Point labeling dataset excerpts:
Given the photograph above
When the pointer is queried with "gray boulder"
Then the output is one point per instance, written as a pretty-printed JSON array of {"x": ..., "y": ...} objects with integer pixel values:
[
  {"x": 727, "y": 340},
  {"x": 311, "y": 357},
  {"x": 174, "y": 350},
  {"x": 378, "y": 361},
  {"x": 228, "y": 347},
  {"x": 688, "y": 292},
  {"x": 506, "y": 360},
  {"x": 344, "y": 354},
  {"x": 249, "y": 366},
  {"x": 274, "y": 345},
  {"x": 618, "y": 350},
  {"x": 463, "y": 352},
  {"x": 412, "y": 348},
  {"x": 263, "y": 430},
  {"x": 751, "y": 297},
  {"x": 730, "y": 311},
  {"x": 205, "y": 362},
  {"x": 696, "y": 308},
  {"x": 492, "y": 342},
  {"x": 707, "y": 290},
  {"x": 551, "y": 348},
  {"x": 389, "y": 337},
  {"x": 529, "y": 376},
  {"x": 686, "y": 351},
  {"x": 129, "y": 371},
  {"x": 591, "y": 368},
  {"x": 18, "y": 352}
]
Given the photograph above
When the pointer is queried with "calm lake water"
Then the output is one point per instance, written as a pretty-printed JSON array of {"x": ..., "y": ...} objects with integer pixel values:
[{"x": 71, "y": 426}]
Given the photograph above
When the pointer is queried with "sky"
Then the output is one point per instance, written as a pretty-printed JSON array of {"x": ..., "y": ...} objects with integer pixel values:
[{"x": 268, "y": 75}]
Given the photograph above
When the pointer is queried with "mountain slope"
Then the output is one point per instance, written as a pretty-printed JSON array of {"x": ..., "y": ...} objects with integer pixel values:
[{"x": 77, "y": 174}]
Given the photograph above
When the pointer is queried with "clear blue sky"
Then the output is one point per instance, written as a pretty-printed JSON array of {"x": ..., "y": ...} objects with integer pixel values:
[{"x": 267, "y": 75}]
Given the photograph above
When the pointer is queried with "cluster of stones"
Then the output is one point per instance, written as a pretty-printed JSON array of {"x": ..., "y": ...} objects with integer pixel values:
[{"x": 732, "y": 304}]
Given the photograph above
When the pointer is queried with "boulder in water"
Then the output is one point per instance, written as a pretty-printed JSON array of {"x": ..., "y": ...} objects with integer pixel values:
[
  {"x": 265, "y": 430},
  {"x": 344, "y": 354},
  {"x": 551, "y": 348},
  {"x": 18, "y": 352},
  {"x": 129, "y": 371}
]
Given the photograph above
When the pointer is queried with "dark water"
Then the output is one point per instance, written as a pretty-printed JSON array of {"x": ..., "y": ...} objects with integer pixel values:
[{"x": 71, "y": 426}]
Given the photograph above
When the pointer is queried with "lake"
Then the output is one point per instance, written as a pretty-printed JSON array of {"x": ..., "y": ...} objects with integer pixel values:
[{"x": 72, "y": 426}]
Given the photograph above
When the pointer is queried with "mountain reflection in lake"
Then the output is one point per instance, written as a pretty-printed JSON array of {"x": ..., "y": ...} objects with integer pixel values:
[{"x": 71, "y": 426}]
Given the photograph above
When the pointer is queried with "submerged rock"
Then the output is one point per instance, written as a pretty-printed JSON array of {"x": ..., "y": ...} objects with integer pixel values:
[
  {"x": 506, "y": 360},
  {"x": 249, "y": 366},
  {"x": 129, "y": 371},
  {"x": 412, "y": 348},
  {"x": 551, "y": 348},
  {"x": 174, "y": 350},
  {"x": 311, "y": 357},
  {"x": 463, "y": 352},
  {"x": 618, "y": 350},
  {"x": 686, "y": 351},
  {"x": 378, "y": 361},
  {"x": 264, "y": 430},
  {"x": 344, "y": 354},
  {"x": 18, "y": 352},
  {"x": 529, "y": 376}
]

▶ **Set exercise**
Print the listing above in its entirety, with every line exact.

▶ **Complete answer**
Given the photograph above
When the pointer is queried with "gray boulder"
Then the output is one point per instance, written as a pretty-printed JSON array of {"x": ..., "y": ...} objects with integer pixel values:
[
  {"x": 727, "y": 340},
  {"x": 311, "y": 357},
  {"x": 174, "y": 350},
  {"x": 378, "y": 361},
  {"x": 228, "y": 347},
  {"x": 688, "y": 292},
  {"x": 506, "y": 360},
  {"x": 344, "y": 354},
  {"x": 249, "y": 366},
  {"x": 274, "y": 345},
  {"x": 618, "y": 350},
  {"x": 463, "y": 352},
  {"x": 412, "y": 348},
  {"x": 263, "y": 430},
  {"x": 751, "y": 297},
  {"x": 730, "y": 311},
  {"x": 205, "y": 362},
  {"x": 696, "y": 308},
  {"x": 492, "y": 342},
  {"x": 707, "y": 290},
  {"x": 551, "y": 348},
  {"x": 389, "y": 337},
  {"x": 529, "y": 376},
  {"x": 686, "y": 351},
  {"x": 129, "y": 371},
  {"x": 591, "y": 368},
  {"x": 18, "y": 352}
]
Given the photograph above
When the pointer is queried with "calm lake water"
Then the output is one point per instance, written as a pretty-printed JSON array of {"x": ..., "y": ...} objects with integer pixel values:
[{"x": 71, "y": 426}]
Given the photograph above
When the pointer is queried with "sky"
Then the output is one point per instance, written as a pretty-printed JSON array of {"x": ..., "y": ...} objects with integer pixel values:
[{"x": 268, "y": 75}]
Given the photograph above
When the pointer is queried with "mountain slope"
Then the output is one point per instance, written as a pretty-printed JSON array of {"x": ..., "y": ...} objects with integer pixel values:
[{"x": 77, "y": 174}]
Given the photograph above
When the pointer is queried with "clear blue sky"
Then the output is one point per instance, written as a pretty-printed JSON array of {"x": ..., "y": ...} objects with integer pixel values:
[{"x": 267, "y": 75}]
Given the photograph above
When the pointer is queried with "cluster of stones"
Then the output is one point per instance, written as a pretty-printed JSON array of {"x": ..., "y": ...} objects with integer pixel values:
[{"x": 732, "y": 304}]
Given the photograph above
When the pointer is queried with "boulder in water"
Then the output is one point per instance, written as a pretty-printed JSON array of {"x": ..., "y": ...} objects with integer pixel values:
[
  {"x": 265, "y": 430},
  {"x": 344, "y": 354},
  {"x": 551, "y": 348},
  {"x": 18, "y": 352},
  {"x": 129, "y": 371}
]
Given the photograph above
When the pointer is queried with "dark water"
Then the output is one point per instance, written as a pretty-printed JSON array of {"x": ..., "y": ...} objects with integer pixel values:
[{"x": 71, "y": 426}]
Given the photograph above
When the pointer is queried with "lake"
Then the output is one point per instance, written as a pretty-printed JSON array of {"x": ..., "y": ...} objects with integer pixel values:
[{"x": 72, "y": 426}]
Given the photograph above
When the pointer is queried with "mountain reflection in lake"
Then the output is one point per instance, written as a pretty-printed JSON array of {"x": ..., "y": ...} objects with integer pixel values:
[{"x": 71, "y": 426}]
Given the photograph above
When the pointer is queried with "submerged rock"
Then the output is one point per instance, written as a pretty-printed JSON array of {"x": ..., "y": ...} objects with integer pixel values:
[
  {"x": 506, "y": 360},
  {"x": 249, "y": 366},
  {"x": 129, "y": 371},
  {"x": 412, "y": 348},
  {"x": 551, "y": 348},
  {"x": 174, "y": 350},
  {"x": 311, "y": 357},
  {"x": 463, "y": 352},
  {"x": 618, "y": 350},
  {"x": 686, "y": 351},
  {"x": 378, "y": 361},
  {"x": 264, "y": 430},
  {"x": 344, "y": 354},
  {"x": 18, "y": 352},
  {"x": 529, "y": 376}
]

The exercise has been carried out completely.